◆ **WRITTEN INSTRUCTION**:
Revise the data below by replacing "Show me each one" with "Point to each one" wherever it occurs, leaving every other part unchanged.

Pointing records
* * * * * * * * *

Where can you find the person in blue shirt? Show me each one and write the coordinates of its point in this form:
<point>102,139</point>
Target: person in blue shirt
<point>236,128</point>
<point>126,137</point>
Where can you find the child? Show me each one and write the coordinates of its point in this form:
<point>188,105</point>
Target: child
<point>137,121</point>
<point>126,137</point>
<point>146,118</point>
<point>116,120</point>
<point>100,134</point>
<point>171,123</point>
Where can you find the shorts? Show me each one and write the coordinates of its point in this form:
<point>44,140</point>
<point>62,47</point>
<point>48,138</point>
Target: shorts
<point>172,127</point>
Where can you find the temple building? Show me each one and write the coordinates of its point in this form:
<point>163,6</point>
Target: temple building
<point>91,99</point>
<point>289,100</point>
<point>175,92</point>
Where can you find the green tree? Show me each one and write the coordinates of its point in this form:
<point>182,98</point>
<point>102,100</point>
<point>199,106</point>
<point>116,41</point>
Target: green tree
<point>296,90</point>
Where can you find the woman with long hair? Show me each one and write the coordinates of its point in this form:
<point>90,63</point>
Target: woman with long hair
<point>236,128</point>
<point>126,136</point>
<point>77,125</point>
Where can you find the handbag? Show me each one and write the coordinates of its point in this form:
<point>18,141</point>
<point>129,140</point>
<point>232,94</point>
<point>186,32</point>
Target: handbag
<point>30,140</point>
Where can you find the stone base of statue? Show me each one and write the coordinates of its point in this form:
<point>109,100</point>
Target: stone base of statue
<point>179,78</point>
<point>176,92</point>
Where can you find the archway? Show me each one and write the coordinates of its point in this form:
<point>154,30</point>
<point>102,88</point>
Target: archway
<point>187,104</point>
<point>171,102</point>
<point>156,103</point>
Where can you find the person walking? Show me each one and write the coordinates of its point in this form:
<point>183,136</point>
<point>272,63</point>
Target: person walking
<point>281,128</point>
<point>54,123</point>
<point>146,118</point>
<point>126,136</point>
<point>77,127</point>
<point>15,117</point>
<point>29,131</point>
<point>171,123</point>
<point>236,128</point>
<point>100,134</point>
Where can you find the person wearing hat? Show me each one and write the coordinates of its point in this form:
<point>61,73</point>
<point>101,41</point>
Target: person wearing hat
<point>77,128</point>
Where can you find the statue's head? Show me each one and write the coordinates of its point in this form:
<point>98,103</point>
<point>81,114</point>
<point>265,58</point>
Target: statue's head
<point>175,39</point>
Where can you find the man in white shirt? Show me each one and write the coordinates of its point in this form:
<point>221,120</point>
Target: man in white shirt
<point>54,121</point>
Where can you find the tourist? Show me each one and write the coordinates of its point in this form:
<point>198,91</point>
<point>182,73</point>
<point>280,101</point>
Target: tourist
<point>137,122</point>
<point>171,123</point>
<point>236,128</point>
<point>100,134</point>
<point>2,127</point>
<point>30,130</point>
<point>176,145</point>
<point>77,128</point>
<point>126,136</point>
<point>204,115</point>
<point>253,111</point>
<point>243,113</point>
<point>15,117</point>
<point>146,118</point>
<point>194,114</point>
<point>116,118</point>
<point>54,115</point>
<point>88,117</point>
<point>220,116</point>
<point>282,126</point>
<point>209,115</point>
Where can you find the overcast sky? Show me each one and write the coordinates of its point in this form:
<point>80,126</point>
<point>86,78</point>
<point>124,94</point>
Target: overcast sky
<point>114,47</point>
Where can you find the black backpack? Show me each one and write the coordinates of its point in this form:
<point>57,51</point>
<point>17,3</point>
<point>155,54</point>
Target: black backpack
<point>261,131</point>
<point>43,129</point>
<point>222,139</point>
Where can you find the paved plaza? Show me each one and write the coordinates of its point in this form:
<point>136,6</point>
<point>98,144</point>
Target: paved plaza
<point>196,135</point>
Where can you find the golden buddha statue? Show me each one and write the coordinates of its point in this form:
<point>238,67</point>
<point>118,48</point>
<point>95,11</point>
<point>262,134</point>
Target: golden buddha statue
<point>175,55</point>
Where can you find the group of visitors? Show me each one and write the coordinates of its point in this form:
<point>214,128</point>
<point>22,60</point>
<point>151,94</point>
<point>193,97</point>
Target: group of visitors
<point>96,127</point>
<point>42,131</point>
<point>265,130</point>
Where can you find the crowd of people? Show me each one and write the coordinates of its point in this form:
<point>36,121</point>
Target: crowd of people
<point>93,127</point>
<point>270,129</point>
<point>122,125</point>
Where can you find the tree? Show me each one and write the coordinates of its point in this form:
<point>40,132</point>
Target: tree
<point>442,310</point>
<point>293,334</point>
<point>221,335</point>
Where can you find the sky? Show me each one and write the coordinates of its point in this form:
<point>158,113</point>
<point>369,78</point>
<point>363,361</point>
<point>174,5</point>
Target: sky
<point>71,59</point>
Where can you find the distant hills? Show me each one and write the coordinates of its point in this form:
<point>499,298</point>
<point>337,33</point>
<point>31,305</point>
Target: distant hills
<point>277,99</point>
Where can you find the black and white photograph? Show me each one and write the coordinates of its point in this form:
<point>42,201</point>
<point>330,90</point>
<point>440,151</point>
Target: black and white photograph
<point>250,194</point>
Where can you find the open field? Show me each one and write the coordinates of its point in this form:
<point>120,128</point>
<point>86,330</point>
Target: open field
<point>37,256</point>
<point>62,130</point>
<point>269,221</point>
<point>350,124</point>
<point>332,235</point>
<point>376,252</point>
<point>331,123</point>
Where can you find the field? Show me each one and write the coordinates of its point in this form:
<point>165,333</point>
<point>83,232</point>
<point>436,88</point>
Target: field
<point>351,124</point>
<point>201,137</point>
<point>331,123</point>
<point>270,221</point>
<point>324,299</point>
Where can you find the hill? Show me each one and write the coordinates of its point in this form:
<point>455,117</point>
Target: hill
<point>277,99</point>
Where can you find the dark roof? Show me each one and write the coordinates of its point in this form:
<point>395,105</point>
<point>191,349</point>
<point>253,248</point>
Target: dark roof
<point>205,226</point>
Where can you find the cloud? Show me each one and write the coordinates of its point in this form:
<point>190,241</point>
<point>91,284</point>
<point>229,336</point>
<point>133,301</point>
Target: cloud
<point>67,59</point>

* * * * * * * * *

◆ **RESPONSE FOR THIS EXERCISE**:
Where can you find the person in blue shirt? Point to each one and write the coordinates of its point in this form:
<point>102,139</point>
Target: person in blue shirt
<point>236,128</point>
<point>126,137</point>
Where can you find the child? Point to each one and write the coordinates of its point in this form:
<point>188,105</point>
Target: child
<point>137,121</point>
<point>126,137</point>
<point>146,118</point>
<point>116,120</point>
<point>100,134</point>
<point>171,123</point>
Where can you find the shorts? Point to each one and write the coordinates of its point in this form:
<point>44,140</point>
<point>62,47</point>
<point>48,138</point>
Target: shorts
<point>172,127</point>
Where can you find the temple building? Point to each one and write the coordinates of its point in this form:
<point>163,6</point>
Target: temple building
<point>91,99</point>
<point>289,100</point>
<point>175,92</point>
Where can you find the green tree? Point to each one and write the coordinates of its point in this form:
<point>182,98</point>
<point>102,100</point>
<point>199,106</point>
<point>116,41</point>
Target: green tree
<point>296,90</point>
Where can you find the woman with long hair? Point to each one and write the coordinates of its point in this form:
<point>90,63</point>
Target: woman with long hair
<point>236,128</point>
<point>126,136</point>
<point>77,125</point>
Where can you find the handbag? Point to each one and write the coordinates of its point in this form:
<point>18,141</point>
<point>129,140</point>
<point>232,94</point>
<point>186,32</point>
Target: handbag
<point>30,140</point>
Where can you find the stone base of statue? Point to each one and write the coordinates of its point in this form:
<point>109,100</point>
Target: stone base of statue
<point>179,78</point>
<point>176,92</point>
Where can you find the archway? Point to each one and write the coordinates of its point in this form:
<point>154,30</point>
<point>102,88</point>
Target: archway
<point>187,104</point>
<point>171,102</point>
<point>156,103</point>
Where can you find the person walking? Point to each one and write the coordinates of its point in this form:
<point>183,136</point>
<point>272,63</point>
Target: person walking
<point>281,128</point>
<point>54,123</point>
<point>146,118</point>
<point>126,136</point>
<point>77,127</point>
<point>15,117</point>
<point>29,131</point>
<point>171,123</point>
<point>236,128</point>
<point>100,134</point>
Where can you find the person wearing hat? Point to each one and write the coordinates of its point in this form:
<point>61,73</point>
<point>101,41</point>
Target: person wearing hat
<point>77,128</point>
Where can you find the statue's head? Point to each one and write the coordinates of its point in this form:
<point>98,103</point>
<point>81,114</point>
<point>265,58</point>
Target: statue's head
<point>175,39</point>
Where can you find the man in white shirt? Point to each one and write the coordinates of its point in this form:
<point>221,120</point>
Target: man in white shirt
<point>54,121</point>
Where can you find the tourist? Point to each one and write the coordinates of its point in this form:
<point>198,91</point>
<point>182,73</point>
<point>280,101</point>
Target: tourist
<point>137,122</point>
<point>171,123</point>
<point>236,128</point>
<point>100,134</point>
<point>2,127</point>
<point>30,130</point>
<point>176,145</point>
<point>77,128</point>
<point>126,136</point>
<point>204,115</point>
<point>253,111</point>
<point>243,113</point>
<point>15,117</point>
<point>146,118</point>
<point>194,114</point>
<point>116,118</point>
<point>54,115</point>
<point>88,117</point>
<point>220,116</point>
<point>282,126</point>
<point>209,115</point>
Where can you find the overcast sky? Point to each one and write the coordinates of its point in this form:
<point>80,126</point>
<point>86,78</point>
<point>124,94</point>
Target: overcast sky
<point>114,47</point>
Where can you find the black backpack? Point to each one and write the coordinates of its point in this form:
<point>57,51</point>
<point>17,3</point>
<point>155,54</point>
Target: black backpack
<point>261,131</point>
<point>43,129</point>
<point>222,139</point>
Where can you find the paved plaza? Point to each one and write the coordinates of its point in this form:
<point>136,6</point>
<point>98,144</point>
Target: paved plaza
<point>196,135</point>
Where can you find the golden buddha statue? Point to each one and write the coordinates of its point in this form:
<point>238,67</point>
<point>118,48</point>
<point>95,11</point>
<point>262,134</point>
Target: golden buddha statue
<point>175,55</point>
Where can you find the group of visitors? Point to each one and write the coordinates of its point in this form:
<point>214,128</point>
<point>22,60</point>
<point>151,94</point>
<point>193,97</point>
Target: group of visitors
<point>96,127</point>
<point>42,131</point>
<point>265,130</point>
Where can you find the crowd of people? Point to each one and write the coordinates of its point in this form:
<point>36,121</point>
Target: crowd of people
<point>93,127</point>
<point>270,129</point>
<point>122,125</point>
Where can you find the tree? Point to each one and write the coordinates of its point in this form:
<point>40,132</point>
Target: tree
<point>442,310</point>
<point>293,334</point>
<point>221,335</point>
Where can you find the sky? Point to each one and write the coordinates of its point in this form:
<point>158,113</point>
<point>369,78</point>
<point>363,361</point>
<point>174,5</point>
Target: sky
<point>71,59</point>
Where can you find the distant hills? Point to each one and write the coordinates of its point in this form:
<point>499,298</point>
<point>337,33</point>
<point>31,305</point>
Target: distant hills
<point>277,99</point>
Where can you find the black and white photograph? Point to each one and write the coordinates of its point in this form:
<point>42,201</point>
<point>330,90</point>
<point>440,151</point>
Target: black and white photograph
<point>250,194</point>
Where can you find the open field? Point to each one and write the coordinates of its point in this form:
<point>120,128</point>
<point>86,330</point>
Target: open field
<point>37,256</point>
<point>62,130</point>
<point>269,221</point>
<point>350,124</point>
<point>332,235</point>
<point>376,252</point>
<point>331,123</point>
Where can you find the field? Point to each one and write the coordinates of its point in this form:
<point>165,333</point>
<point>83,232</point>
<point>436,88</point>
Target: field
<point>351,124</point>
<point>201,137</point>
<point>331,123</point>
<point>270,221</point>
<point>324,299</point>
Where can you find the hill? Point to each one and write the coordinates of its point in this form:
<point>455,117</point>
Target: hill
<point>277,99</point>
Where can you find the dark roof? Point to each one and write the coordinates of its point in this form:
<point>395,105</point>
<point>191,349</point>
<point>253,248</point>
Target: dark roof
<point>205,226</point>
Where can you find the cloud? Point to each one and write the coordinates of its point in this form:
<point>190,241</point>
<point>91,284</point>
<point>229,336</point>
<point>133,301</point>
Target: cloud
<point>67,59</point>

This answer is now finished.